The reply should contain all the data below, repeated exactly, and none of the images.

● **Saved entries**
--

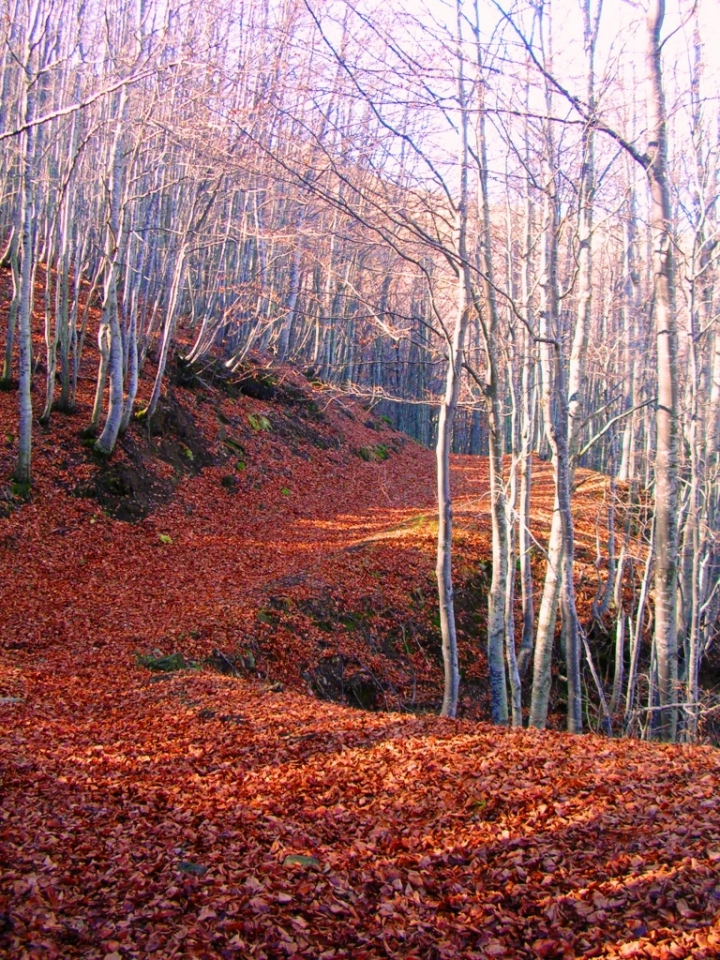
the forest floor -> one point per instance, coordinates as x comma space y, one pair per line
272, 547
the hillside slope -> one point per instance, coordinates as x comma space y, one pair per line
286, 536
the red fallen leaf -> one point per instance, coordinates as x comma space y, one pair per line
547, 948
258, 905
633, 949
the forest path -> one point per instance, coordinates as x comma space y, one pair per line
194, 815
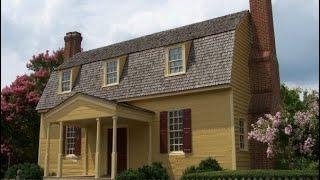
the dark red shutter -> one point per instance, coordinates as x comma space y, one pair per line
77, 150
64, 140
187, 146
163, 132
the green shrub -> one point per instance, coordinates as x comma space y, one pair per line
155, 171
239, 174
130, 174
208, 164
28, 171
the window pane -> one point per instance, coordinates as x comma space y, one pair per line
112, 74
70, 139
65, 80
175, 60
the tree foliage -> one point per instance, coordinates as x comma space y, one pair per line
19, 119
292, 134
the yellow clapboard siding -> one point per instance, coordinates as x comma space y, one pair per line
211, 132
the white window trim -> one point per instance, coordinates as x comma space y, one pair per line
245, 136
168, 127
184, 64
68, 155
105, 75
60, 81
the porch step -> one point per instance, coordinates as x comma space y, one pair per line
75, 178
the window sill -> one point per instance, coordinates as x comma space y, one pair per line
72, 157
244, 150
108, 85
65, 92
175, 74
177, 153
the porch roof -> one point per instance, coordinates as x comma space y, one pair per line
82, 106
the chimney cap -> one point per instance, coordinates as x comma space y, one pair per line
74, 33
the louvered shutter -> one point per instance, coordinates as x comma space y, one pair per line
77, 150
64, 140
164, 132
187, 139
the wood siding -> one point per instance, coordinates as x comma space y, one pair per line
137, 147
241, 87
211, 128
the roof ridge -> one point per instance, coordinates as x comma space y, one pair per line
180, 27
159, 39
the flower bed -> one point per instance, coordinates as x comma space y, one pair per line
252, 174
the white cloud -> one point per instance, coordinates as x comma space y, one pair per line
31, 27
13, 67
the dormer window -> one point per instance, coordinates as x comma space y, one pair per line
66, 81
177, 58
112, 72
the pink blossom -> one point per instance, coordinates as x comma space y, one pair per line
4, 149
10, 117
33, 97
41, 73
288, 129
306, 147
302, 118
270, 152
276, 120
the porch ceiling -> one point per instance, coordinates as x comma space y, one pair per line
86, 108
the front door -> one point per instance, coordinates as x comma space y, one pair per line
121, 149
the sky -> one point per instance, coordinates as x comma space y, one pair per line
31, 27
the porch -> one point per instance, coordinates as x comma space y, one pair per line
109, 131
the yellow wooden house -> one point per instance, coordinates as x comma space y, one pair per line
177, 97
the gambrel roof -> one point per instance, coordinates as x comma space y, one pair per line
209, 63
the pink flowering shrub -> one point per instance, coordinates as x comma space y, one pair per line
19, 119
289, 135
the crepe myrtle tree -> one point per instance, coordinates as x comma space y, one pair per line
291, 134
19, 119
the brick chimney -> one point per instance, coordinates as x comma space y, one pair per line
262, 25
264, 75
72, 44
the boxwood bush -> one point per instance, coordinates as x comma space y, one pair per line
208, 164
156, 172
28, 171
245, 174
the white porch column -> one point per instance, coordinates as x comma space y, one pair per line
114, 148
59, 174
85, 153
150, 144
46, 166
97, 160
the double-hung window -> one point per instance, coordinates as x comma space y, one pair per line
66, 81
111, 72
175, 130
242, 135
70, 140
175, 61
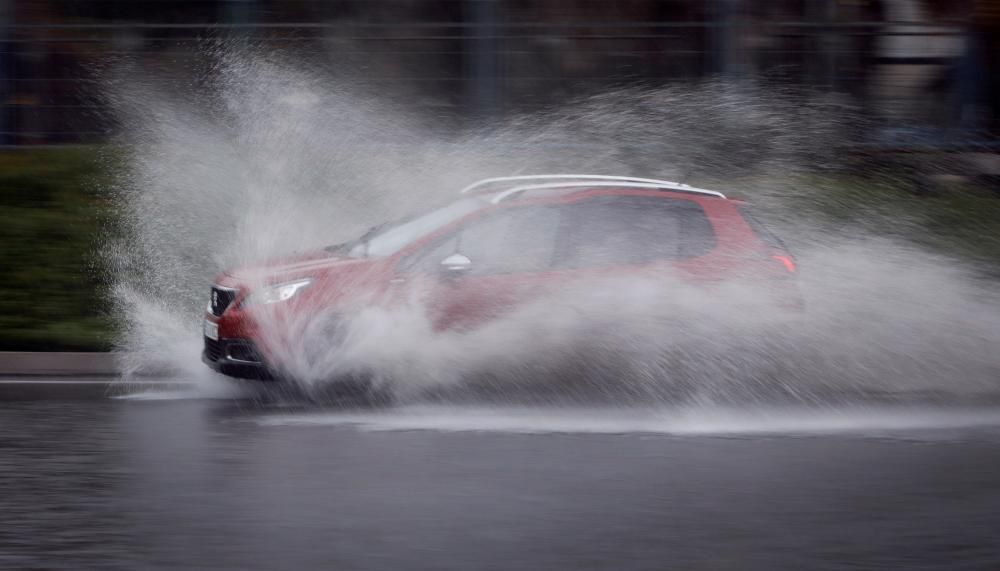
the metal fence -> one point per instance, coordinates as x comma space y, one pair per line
485, 58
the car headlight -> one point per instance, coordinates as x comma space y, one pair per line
277, 293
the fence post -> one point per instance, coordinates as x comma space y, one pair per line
481, 67
6, 71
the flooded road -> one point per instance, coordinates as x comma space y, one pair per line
165, 483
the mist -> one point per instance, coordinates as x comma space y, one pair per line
267, 156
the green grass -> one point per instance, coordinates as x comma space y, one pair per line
54, 207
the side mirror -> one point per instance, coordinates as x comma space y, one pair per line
455, 265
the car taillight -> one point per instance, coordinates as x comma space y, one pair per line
786, 261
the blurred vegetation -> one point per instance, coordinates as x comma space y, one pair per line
56, 206
54, 209
952, 217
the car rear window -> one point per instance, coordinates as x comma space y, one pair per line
625, 230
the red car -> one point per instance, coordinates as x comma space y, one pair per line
504, 241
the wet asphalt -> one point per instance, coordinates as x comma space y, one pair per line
163, 482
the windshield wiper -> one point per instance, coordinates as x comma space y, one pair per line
350, 244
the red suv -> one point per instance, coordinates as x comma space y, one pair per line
504, 241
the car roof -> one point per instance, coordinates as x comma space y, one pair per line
499, 189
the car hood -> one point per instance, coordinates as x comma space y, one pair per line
317, 265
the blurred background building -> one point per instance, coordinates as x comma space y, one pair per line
925, 68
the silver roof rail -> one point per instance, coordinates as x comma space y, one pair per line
581, 177
665, 185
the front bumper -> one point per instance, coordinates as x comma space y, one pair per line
238, 358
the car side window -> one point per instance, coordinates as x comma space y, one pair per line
512, 240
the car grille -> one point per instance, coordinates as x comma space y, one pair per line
221, 299
213, 350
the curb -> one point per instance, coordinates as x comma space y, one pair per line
17, 363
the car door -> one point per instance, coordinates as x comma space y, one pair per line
492, 264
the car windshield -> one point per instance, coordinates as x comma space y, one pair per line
387, 239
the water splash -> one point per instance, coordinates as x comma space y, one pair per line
267, 156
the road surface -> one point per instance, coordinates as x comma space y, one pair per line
164, 481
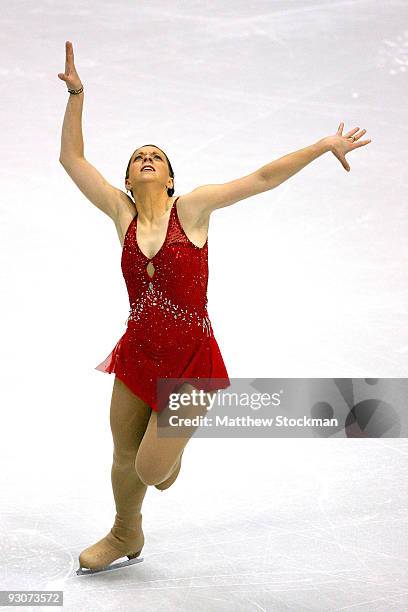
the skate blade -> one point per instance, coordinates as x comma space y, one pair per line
82, 571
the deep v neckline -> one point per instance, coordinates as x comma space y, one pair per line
165, 238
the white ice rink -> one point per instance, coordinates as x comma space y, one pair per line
306, 280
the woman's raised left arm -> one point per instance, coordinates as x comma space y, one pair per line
207, 198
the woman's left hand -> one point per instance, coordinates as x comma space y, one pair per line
340, 145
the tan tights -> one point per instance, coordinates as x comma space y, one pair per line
140, 456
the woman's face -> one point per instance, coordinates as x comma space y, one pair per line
148, 156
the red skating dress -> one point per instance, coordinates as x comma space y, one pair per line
169, 333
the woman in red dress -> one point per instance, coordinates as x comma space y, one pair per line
169, 335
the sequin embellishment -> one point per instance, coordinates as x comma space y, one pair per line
169, 333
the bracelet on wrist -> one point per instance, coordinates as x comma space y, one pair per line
76, 91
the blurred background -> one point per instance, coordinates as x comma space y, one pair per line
306, 280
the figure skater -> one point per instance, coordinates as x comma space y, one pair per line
169, 335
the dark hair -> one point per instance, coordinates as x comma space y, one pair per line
170, 191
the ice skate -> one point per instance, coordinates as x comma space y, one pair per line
121, 541
162, 486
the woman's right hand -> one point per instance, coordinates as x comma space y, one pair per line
70, 76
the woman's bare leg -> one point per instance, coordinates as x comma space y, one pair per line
129, 416
158, 457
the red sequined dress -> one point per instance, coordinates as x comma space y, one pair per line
169, 333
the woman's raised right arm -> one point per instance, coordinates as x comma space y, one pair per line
87, 178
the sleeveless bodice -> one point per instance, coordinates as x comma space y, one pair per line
175, 297
168, 333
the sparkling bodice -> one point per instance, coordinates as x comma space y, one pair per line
174, 298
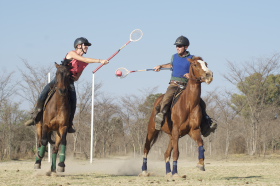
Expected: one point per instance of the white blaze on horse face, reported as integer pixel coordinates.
(208, 72)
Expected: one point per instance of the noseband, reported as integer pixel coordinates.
(197, 79)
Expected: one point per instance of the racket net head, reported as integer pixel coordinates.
(121, 72)
(136, 35)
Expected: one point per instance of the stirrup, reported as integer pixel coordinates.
(29, 122)
(158, 120)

--

● **Response box**
the forest floor -> one point per instance, coordinates as x comma space y, one pair per line
272, 547
the hillside slope -> one point per instance, coordinates as x comma space y, one pair per line
286, 536
the red fallen leaf -> one point per instance, coordinates as x comma space y, one pair per line
547, 948
258, 905
633, 949
the forest path -> one point per instance, coordinates as x comma space y, one pair per line
194, 815
the dark red shutter -> one point per instance, coordinates as x comma space y, one pair per line
77, 150
64, 140
187, 146
163, 132
the green shrub -> one point per instance, coordinates as x comma space y, one pair per line
155, 171
239, 174
130, 174
208, 164
28, 171
the window pane -> one point per instance, coordinates as x comma space y, one pair per line
112, 74
70, 139
65, 80
175, 60
the tree foliage -> one point per instance, coordinates as x comma space y, one pair per line
19, 119
292, 134
the yellow clapboard siding -> one point per instance, coordinates as x comma space y, one pair per line
211, 132
the white window trim -> one point per instance, coordinates as x comma space y, one pair per line
245, 136
168, 127
184, 64
68, 155
105, 75
60, 81
the porch step -> one point per instance, coordinates as x comma space y, one pair per line
75, 178
the window sill -> one point per instance, coordinates as x comma space y, one pair per line
72, 157
244, 150
108, 85
65, 92
175, 74
177, 153
the porch roof -> one point per instance, coordinates as x comma space y, one pair per line
82, 106
the chimney cap -> one point per instance, coordinates as x comma space y, one pair per line
74, 33
the louvered shutter -> one point per instance, coordinates as x comma space y, one pair per line
77, 150
64, 140
164, 132
187, 139
the wood siding -> one point per instance, coordinates as x comma space y, one pair per line
137, 147
241, 87
211, 128
the roof ridge -> one point per instance, coordinates as x comma space y, one pair per line
180, 27
159, 39
the flower bed -> one point per instance, coordinates as x comma space y, one pair per line
252, 174
the white cloud -> one point per instance, coordinates as x comma space y, one pair per line
31, 27
13, 67
the dormer window -> one point per instance, coordinates as x comma space y, one pair per line
66, 81
177, 58
112, 72
the pink blossom -> one point per instance, coordinates as x comma space y, one pair per line
4, 149
10, 117
33, 97
41, 73
288, 129
306, 147
302, 118
270, 152
276, 120
the porch ceiling -> one point per instance, coordinates as x comma space y, one pair per line
86, 108
the front door -> one point per instance, coordinates as x comma space y, one pair per line
121, 149
the sky -> one point per instance, coordinates as x comma space y, one pair per line
31, 27
the porch -> one point per instance, coordinates as x comma space y, one pair per line
109, 131
the yellow wooden house -> one point per instance, coordinates as x comma space y, one pair per line
177, 97
the gambrel roof -> one point per instance, coordinates as x comma space y, one pair per line
209, 63
the pink flowering shrub -> one point per instance, coordinates as x comma space y, one pair per line
19, 119
289, 135
the crepe myrtle tree -> one point per instance, coordinates as x comma space y, one pair per line
291, 134
19, 119
the brick chimney -> one point per instance, coordinates as x comma space y, one pair per line
262, 25
264, 75
72, 44
the boxwood bush -> one point per instance, coordinates as x comma space y, one pair per line
208, 164
156, 172
28, 171
245, 174
the white porch column -> one point per instance, coordinates as x comma space y, one pair per line
114, 148
59, 174
85, 153
150, 144
46, 166
97, 160
the double-hung window -> one point per instance, coordinates as x comma space y, one pair per line
66, 81
111, 72
175, 130
242, 135
70, 140
175, 61
the metal fence -> one point per instance, coordinates as x comma space y, one pair per line
485, 58
the car headlight -> one point per instance, coordinates as x comma space y, one pair per line
277, 293
the fence post -> one point per instance, coordinates as x comma space y, one pair per line
481, 67
6, 71
the flooded road -> one point per instance, coordinates as x comma space y, one pair per line
165, 483
the mist -> one point per instance, coordinates as x comma space y, one pair per line
267, 156
the green grass -> one point per instance, coordinates as x comma space y, one pair per line
54, 207
the side mirror -> one point per instance, coordinates as x comma space y, one pair per line
455, 265
the car taillight -> one point per instance, coordinates as x comma space y, one pair per line
786, 261
the blurred vegetation -> one point per instance, coordinates as x comma space y, one pair per line
56, 206
54, 209
952, 217
the car rear window -> one point per instance, coordinates as x comma space y, one pair per line
625, 230
the red car -> one point per instance, coordinates as x comma space y, one pair per line
504, 241
the wet asphalt -> one point per instance, coordinates as x comma space y, one pair per line
163, 482
the windshield wiper -> one point per instance, coordinates as x comma space y, one pair per line
350, 244
the red suv -> one point per instance, coordinates as x comma space y, one pair per line
504, 241
the car roof -> one point per instance, coordinates as x comma space y, one pair per line
499, 189
the car hood -> one point per instance, coordinates as x comma space y, one pair per line
317, 265
the blurred background building -> one point per instance, coordinates as x comma space y, one pair per line
925, 68
the silver roof rail -> one point per instance, coordinates as x comma space y, one pair per line
581, 177
665, 185
the front bumper -> one point per instance, coordinates as x comma space y, one pair per line
238, 358
the car side window -> one point per instance, coordinates as x comma space y, one pair per line
512, 240
the car grille -> one point per instance, coordinates as x comma space y, one pair per line
221, 299
213, 350
the curb -> one point per instance, coordinates as x comma space y, one pair per line
17, 363
the car door -> one point per instance, coordinates as x comma space y, one pair per line
492, 264
the car windshield -> one point per instance, coordinates as x comma space y, one pair per line
387, 239
the water splash -> one point per instance, coordinates as x comma space y, one pair per line
267, 156
the road surface -> one point per instance, coordinates as x comma space y, one pair per line
164, 481
the skate blade -> one point per instance, coordinates as x comma space y, one pair per line
82, 571
the deep v neckline -> one point per instance, coordinates as x comma space y, one pair per line
165, 238
the white ice rink -> one point per instance, coordinates as x comma space y, one pair per line
306, 280
the woman's raised left arm -> one point per instance, coordinates as x comma space y, one pair per line
207, 198
the woman's left hand -> one point per instance, coordinates as x comma space y, one pair per line
340, 145
the tan tights -> one point per instance, coordinates as x comma space y, one pair per line
140, 456
the woman's face -> one point per instance, coordinates as x comma space y, one pair per line
148, 156
the red skating dress -> one point per instance, coordinates as x comma space y, one pair per line
169, 333
the woman in red dress -> one point per instance, coordinates as x comma space y, one pair per line
169, 335
the sequin embellishment -> one point per instance, coordinates as x comma space y, one pair per line
169, 333
the bracelet on wrist -> one point per instance, coordinates as x comma space y, one pair per line
76, 91
the blurred background -> one point per instance, coordinates as x comma space y, one pair per line
306, 280
the figure skater -> one point per instance, coordinates as x comma space y, one pair per line
169, 335
the dark hair -> one point per instance, coordinates as x comma space y, one pair per line
170, 191
the ice skate -> one point per instance, coordinates as x comma space y, one pair per line
121, 541
162, 486
the woman's right hand -> one point per instance, coordinates as x comma space y, one pair per line
70, 76
the woman's bare leg -> one point per instance, coordinates as x comma space y, one pair per line
129, 416
158, 457
the red sequined dress -> one point per instance, coordinates as x comma space y, one pair per line
169, 333
the woman's raised right arm -> one point per instance, coordinates as x comma space y, one pair per line
87, 178
the sleeveless bodice -> one point per instance, coordinates as x comma space y, one pair per line
175, 297
168, 333
the sparkling bodice -> one point per instance, coordinates as x comma space y, one pair per line
174, 298
Expected: one point per instance of the white blaze on horse face, reported as integer pixel coordinates.
(208, 72)
Expected: one point per instance of the noseband, reported as integer pixel coordinates.
(197, 79)
Expected: one point per instance of the racket net head, reported as integer pixel coordinates.
(121, 72)
(136, 35)
Expected: one point per instance of the stirrup, reported as integer pixel coordinates.
(29, 122)
(158, 120)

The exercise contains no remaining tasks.